Activity
Only the text of the records, copied exactly, is wanted; no pictures.

[[ Information supplied, beginning ]]

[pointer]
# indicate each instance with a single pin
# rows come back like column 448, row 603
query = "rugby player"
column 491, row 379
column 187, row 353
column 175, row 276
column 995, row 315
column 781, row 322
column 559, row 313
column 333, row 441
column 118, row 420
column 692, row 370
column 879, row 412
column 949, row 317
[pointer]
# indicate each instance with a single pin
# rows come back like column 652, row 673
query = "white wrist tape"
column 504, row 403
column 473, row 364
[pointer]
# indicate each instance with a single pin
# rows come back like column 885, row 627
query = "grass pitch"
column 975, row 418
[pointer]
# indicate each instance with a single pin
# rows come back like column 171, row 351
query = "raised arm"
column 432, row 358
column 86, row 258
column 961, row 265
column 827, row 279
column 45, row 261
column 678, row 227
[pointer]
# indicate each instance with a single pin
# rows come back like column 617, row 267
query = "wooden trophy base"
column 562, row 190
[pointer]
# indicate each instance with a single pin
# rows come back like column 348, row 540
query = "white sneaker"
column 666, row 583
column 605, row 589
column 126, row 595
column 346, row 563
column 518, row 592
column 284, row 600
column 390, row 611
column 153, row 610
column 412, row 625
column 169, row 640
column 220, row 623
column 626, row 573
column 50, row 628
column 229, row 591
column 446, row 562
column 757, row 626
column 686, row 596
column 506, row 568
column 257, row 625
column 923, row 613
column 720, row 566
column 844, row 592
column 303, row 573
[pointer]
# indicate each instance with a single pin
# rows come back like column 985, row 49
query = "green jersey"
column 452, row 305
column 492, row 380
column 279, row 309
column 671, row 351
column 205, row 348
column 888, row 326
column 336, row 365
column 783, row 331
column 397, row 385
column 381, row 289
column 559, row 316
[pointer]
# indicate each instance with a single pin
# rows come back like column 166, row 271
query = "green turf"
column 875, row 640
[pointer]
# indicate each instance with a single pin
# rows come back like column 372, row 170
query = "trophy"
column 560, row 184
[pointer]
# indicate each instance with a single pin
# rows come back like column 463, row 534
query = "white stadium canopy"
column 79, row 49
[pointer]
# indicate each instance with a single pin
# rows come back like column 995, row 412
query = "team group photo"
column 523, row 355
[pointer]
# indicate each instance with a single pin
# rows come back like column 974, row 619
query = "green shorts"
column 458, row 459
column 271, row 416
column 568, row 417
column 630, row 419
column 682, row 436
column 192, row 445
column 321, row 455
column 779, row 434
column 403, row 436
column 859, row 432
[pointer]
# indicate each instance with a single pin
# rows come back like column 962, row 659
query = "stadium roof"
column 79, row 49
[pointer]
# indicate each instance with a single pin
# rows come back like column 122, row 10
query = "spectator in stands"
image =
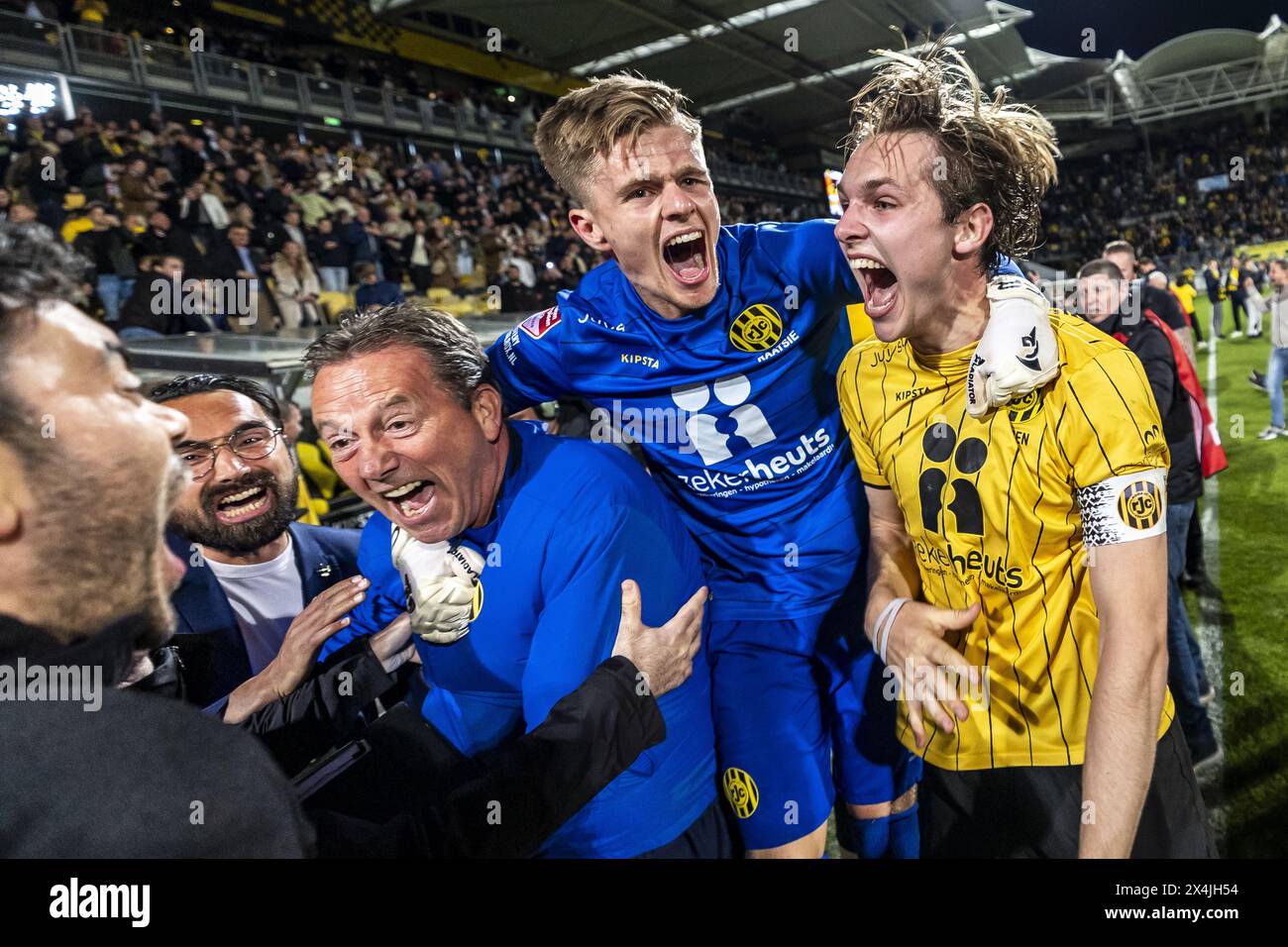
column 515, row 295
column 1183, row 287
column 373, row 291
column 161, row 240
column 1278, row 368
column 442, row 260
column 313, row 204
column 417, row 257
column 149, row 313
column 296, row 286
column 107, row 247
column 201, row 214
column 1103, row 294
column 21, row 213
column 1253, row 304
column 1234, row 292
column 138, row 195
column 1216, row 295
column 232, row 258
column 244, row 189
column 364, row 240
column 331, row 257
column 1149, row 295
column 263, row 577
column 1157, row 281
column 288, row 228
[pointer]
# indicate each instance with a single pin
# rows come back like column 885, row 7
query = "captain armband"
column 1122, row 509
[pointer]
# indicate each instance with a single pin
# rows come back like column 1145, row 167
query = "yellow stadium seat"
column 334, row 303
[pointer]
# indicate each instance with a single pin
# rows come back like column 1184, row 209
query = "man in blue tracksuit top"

[[ Information supplied, end ]]

Reply
[pointer]
# indicate each instance with a single pin
# rows come back like column 448, row 603
query = "rugby player"
column 491, row 379
column 187, row 353
column 175, row 276
column 995, row 315
column 781, row 322
column 559, row 313
column 333, row 441
column 118, row 420
column 692, row 370
column 879, row 412
column 949, row 317
[pointer]
# indicate each instance with a single pin
# rows come back like column 652, row 673
query = "white wrist tape"
column 504, row 403
column 473, row 364
[pointer]
# indicate each instance with a single pin
# rows come back like column 885, row 627
query = "grass pitch"
column 975, row 418
[pointer]
# indicate each instance with a single pin
# rows come back like column 171, row 351
query = "raised arm"
column 432, row 358
column 86, row 258
column 961, row 265
column 827, row 279
column 45, row 261
column 678, row 227
[pointer]
# indicate each instance with a single pin
# rows come back like column 617, row 267
query = "wooden trophy base"
column 562, row 190
[pointer]
# indicate each instance with a single pin
# rows come back like column 348, row 540
query = "white sneaker"
column 666, row 583
column 605, row 589
column 126, row 595
column 346, row 563
column 518, row 592
column 284, row 600
column 390, row 611
column 153, row 610
column 412, row 625
column 169, row 640
column 220, row 623
column 626, row 573
column 50, row 628
column 229, row 591
column 446, row 562
column 757, row 626
column 686, row 596
column 506, row 568
column 257, row 625
column 923, row 613
column 720, row 566
column 844, row 592
column 303, row 573
[pointer]
# indicate each instance with a single pin
# rows come back like column 985, row 49
query = "green jersey"
column 452, row 305
column 492, row 380
column 279, row 309
column 671, row 351
column 205, row 348
column 888, row 326
column 336, row 365
column 783, row 331
column 397, row 385
column 381, row 289
column 559, row 316
[pointer]
# indicate each instance with a single pin
# rows come back like column 166, row 271
query = "green turf"
column 875, row 640
[pointer]
# indicate each instance with a single pin
# rows come back like column 372, row 170
query = "trophy"
column 560, row 184
[pointer]
# indicate each instance with a single pin
# rows come back like column 463, row 534
query = "white stadium canopy"
column 79, row 49
[pointer]
# indicate each instance with a single pin
# rows come back like column 995, row 412
query = "team group photo"
column 523, row 355
[pointer]
# indicate each instance with a single pin
# rows come back like column 974, row 619
query = "green shorts"
column 458, row 459
column 271, row 416
column 568, row 417
column 630, row 419
column 682, row 436
column 192, row 445
column 321, row 455
column 779, row 434
column 403, row 436
column 859, row 432
[pointer]
# indicate each instance with a single pin
# rows come back like column 962, row 659
query = "stadium roof"
column 79, row 49
[pointer]
# indicate each instance with a single pin
# rows come back like column 122, row 10
query = "spectator in stands"
image =
column 515, row 295
column 1183, row 287
column 373, row 291
column 161, row 240
column 1278, row 368
column 442, row 260
column 313, row 204
column 417, row 257
column 149, row 313
column 296, row 286
column 107, row 247
column 201, row 214
column 1103, row 294
column 21, row 213
column 1253, row 304
column 1234, row 292
column 138, row 195
column 1216, row 295
column 232, row 258
column 244, row 189
column 364, row 240
column 331, row 257
column 1149, row 295
column 263, row 577
column 1157, row 281
column 288, row 228
[pointer]
# indicate each instance with a single pin
# rows come back like column 885, row 7
query = "captain armband"
column 1122, row 509
[pointer]
# indicate each instance with a single pin
# rows come back like column 1145, row 167
query = "yellow stadium seat"
column 334, row 303
[pointer]
# indicate each instance with a single pin
# rows come back like column 1184, row 209
query = "man in blue tracksuit top"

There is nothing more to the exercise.